▶ [Problem description]:
Pictures stay out of your copy, but everything else in the records below must be repeated exactly.

▶ [Materials provided]:
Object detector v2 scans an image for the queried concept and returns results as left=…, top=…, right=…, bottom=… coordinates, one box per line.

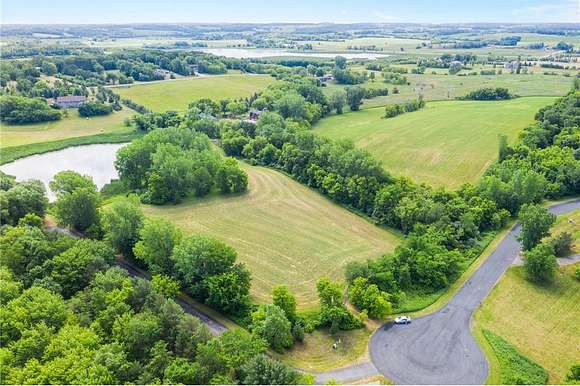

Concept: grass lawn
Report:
left=314, top=97, right=556, bottom=188
left=115, top=74, right=275, bottom=112
left=473, top=264, right=580, bottom=384
left=0, top=108, right=133, bottom=149
left=275, top=327, right=371, bottom=372
left=143, top=164, right=400, bottom=309
left=547, top=209, right=580, bottom=256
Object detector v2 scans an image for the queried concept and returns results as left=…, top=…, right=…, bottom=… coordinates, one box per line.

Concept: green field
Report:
left=115, top=74, right=276, bottom=112
left=324, top=71, right=572, bottom=109
left=314, top=97, right=556, bottom=188
left=473, top=264, right=580, bottom=384
left=143, top=164, right=400, bottom=308
left=0, top=108, right=133, bottom=149
left=547, top=209, right=580, bottom=256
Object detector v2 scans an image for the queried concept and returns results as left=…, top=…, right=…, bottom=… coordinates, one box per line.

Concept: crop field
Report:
left=314, top=97, right=556, bottom=188
left=143, top=164, right=400, bottom=308
left=473, top=264, right=580, bottom=384
left=0, top=108, right=134, bottom=149
left=114, top=74, right=275, bottom=112
left=324, top=71, right=572, bottom=109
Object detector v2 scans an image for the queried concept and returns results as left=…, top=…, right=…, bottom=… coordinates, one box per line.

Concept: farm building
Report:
left=49, top=95, right=87, bottom=108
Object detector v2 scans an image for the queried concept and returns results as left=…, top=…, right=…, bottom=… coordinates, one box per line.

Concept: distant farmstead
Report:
left=49, top=95, right=87, bottom=108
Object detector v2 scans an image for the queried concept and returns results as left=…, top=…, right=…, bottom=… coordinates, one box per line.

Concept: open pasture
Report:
left=473, top=264, right=580, bottom=384
left=314, top=97, right=556, bottom=188
left=143, top=164, right=400, bottom=308
left=324, top=70, right=572, bottom=109
left=0, top=108, right=134, bottom=149
left=114, top=74, right=275, bottom=112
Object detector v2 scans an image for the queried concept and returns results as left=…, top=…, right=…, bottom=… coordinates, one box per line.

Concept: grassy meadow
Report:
left=324, top=71, right=572, bottom=109
left=473, top=264, right=580, bottom=384
left=115, top=74, right=275, bottom=112
left=315, top=97, right=556, bottom=188
left=547, top=209, right=580, bottom=256
left=0, top=108, right=134, bottom=149
left=143, top=164, right=400, bottom=309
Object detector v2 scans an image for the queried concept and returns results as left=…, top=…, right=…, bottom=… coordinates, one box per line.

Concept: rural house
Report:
left=49, top=95, right=87, bottom=108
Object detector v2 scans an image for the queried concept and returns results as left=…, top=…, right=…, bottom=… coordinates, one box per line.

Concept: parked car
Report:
left=394, top=316, right=412, bottom=324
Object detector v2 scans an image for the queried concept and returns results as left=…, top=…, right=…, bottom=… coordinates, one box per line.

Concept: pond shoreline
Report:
left=1, top=142, right=131, bottom=201
left=0, top=130, right=142, bottom=165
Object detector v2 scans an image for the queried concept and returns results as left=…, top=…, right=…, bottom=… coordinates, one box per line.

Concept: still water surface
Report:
left=0, top=143, right=126, bottom=201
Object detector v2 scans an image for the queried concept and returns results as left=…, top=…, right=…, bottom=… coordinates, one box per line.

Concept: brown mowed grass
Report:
left=143, top=164, right=400, bottom=309
left=473, top=264, right=580, bottom=384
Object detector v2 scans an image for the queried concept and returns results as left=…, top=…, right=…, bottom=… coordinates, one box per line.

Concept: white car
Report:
left=394, top=316, right=412, bottom=325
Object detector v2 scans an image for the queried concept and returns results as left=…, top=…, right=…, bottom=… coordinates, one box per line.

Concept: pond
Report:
left=193, top=48, right=389, bottom=60
left=0, top=143, right=127, bottom=201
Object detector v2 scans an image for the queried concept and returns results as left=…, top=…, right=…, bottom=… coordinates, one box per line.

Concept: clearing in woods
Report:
left=314, top=96, right=557, bottom=188
left=114, top=74, right=275, bottom=112
left=143, top=163, right=400, bottom=308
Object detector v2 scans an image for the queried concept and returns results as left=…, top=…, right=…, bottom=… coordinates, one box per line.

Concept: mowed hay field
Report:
left=315, top=97, right=556, bottom=188
left=473, top=264, right=580, bottom=384
left=143, top=164, right=400, bottom=308
left=0, top=108, right=134, bottom=148
left=324, top=72, right=572, bottom=109
left=115, top=74, right=275, bottom=112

▶ [Solved problem]:
Object detector v2 scans an image for the queried concept and returns results as left=…, top=…, right=…, bottom=… coordinates, one box per line.


Concept: grass lawn
Report:
left=314, top=97, right=556, bottom=188
left=115, top=74, right=275, bottom=112
left=473, top=264, right=580, bottom=384
left=0, top=108, right=133, bottom=149
left=275, top=327, right=371, bottom=372
left=143, top=164, right=400, bottom=309
left=547, top=209, right=580, bottom=256
Object detector v2 scans an image for the queried concept and returns results as left=…, top=…, right=…, bottom=… coordinates, one box per line.

Concept: green field
Report:
left=115, top=74, right=276, bottom=112
left=324, top=71, right=572, bottom=109
left=314, top=97, right=556, bottom=188
left=473, top=264, right=580, bottom=384
left=143, top=164, right=400, bottom=308
left=0, top=108, right=133, bottom=149
left=547, top=209, right=580, bottom=256
Object detector v2 scans an image for the queried concept and returns results as left=…, top=…, right=…, bottom=… coordinates, one box per line.

Concept: crop field
Report:
left=314, top=97, right=556, bottom=188
left=143, top=164, right=400, bottom=308
left=473, top=264, right=580, bottom=384
left=0, top=108, right=134, bottom=149
left=114, top=74, right=275, bottom=112
left=324, top=71, right=572, bottom=109
Object detector v2 scans an image for the queried concept and returns results as left=…, top=…, right=…, bottom=… coordinates, one box per line.

Concept: farm building
Report:
left=49, top=95, right=87, bottom=108
Object detector v2 scans an image for the queried concept and returns results as left=…, top=…, right=…, bottom=… coordinates, one box per line.

Concept: distant farmstead
Report:
left=49, top=95, right=87, bottom=108
Object detector v2 scans an image for the queried concept and returns results as left=…, top=…, right=…, bottom=… coordinates, one box per line.

Concept: open pasture
Report:
left=473, top=264, right=580, bottom=384
left=314, top=97, right=556, bottom=188
left=143, top=164, right=400, bottom=308
left=324, top=70, right=572, bottom=109
left=0, top=108, right=134, bottom=149
left=114, top=74, right=275, bottom=112
Object detector v2 scans an image for the queried concept and returns results as left=…, top=…, right=…, bottom=… coordinates, one box per line.

Concept: grassy meadow
Report:
left=324, top=71, right=572, bottom=109
left=473, top=264, right=580, bottom=384
left=115, top=74, right=275, bottom=112
left=315, top=97, right=556, bottom=188
left=547, top=209, right=580, bottom=256
left=0, top=108, right=134, bottom=149
left=143, top=164, right=400, bottom=309
Object detector v2 scans an image for the queried concept and returns results as left=…, top=…, right=…, bottom=… coordinates, one box per line.

Concept: rural house
Report:
left=49, top=95, right=87, bottom=108
Object detector v2 scans an image for the queried concept and returns results as left=…, top=…, right=…, bottom=… coordinates, one box per line.

Concept: parked car
Report:
left=394, top=316, right=412, bottom=324
Object detector v2 scans an image for the queried concept and returns results as left=…, top=…, right=…, bottom=… coordinates, one box per line.

Concept: pond shoreline
Report:
left=1, top=142, right=131, bottom=201
left=0, top=130, right=142, bottom=165
Object detector v2 scans an image for the queried concept and returns results as left=…, top=…, right=…, bottom=… coordinates, one box per line.

Concept: still water surface
Report:
left=0, top=143, right=126, bottom=201
Object detector v2 scans an image for the queried concept and returns results as left=…, top=…, right=…, bottom=… coordinates, one box per line.

Concept: brown mowed grass
Report:
left=143, top=164, right=400, bottom=309
left=473, top=264, right=580, bottom=384
Object detector v2 scans an image for the queried concept and returns results as left=…, top=…, right=…, bottom=… coordinates, one box per line.

Concept: white car
Report:
left=394, top=316, right=412, bottom=325
Object detector v2 scans an image for the queried concept and returns results as left=…, top=…, right=…, bottom=… coordinates, one box per line.

Concept: pond
Report:
left=193, top=48, right=389, bottom=60
left=0, top=143, right=127, bottom=201
Object detector v2 scans an image for the queried concept and returns results as left=…, top=…, right=…, bottom=… coordinates, one box per line.

Concept: clearing in woods
Report:
left=314, top=96, right=557, bottom=188
left=114, top=74, right=275, bottom=112
left=143, top=163, right=400, bottom=308
Object detector v2 scans an image for the queried concept and returns results as left=…, top=…, right=…, bottom=… coordinates, one box per line.

Concept: mowed hay field
Report:
left=315, top=97, right=556, bottom=188
left=473, top=264, right=580, bottom=384
left=143, top=164, right=400, bottom=308
left=0, top=108, right=134, bottom=148
left=324, top=72, right=572, bottom=109
left=115, top=74, right=275, bottom=112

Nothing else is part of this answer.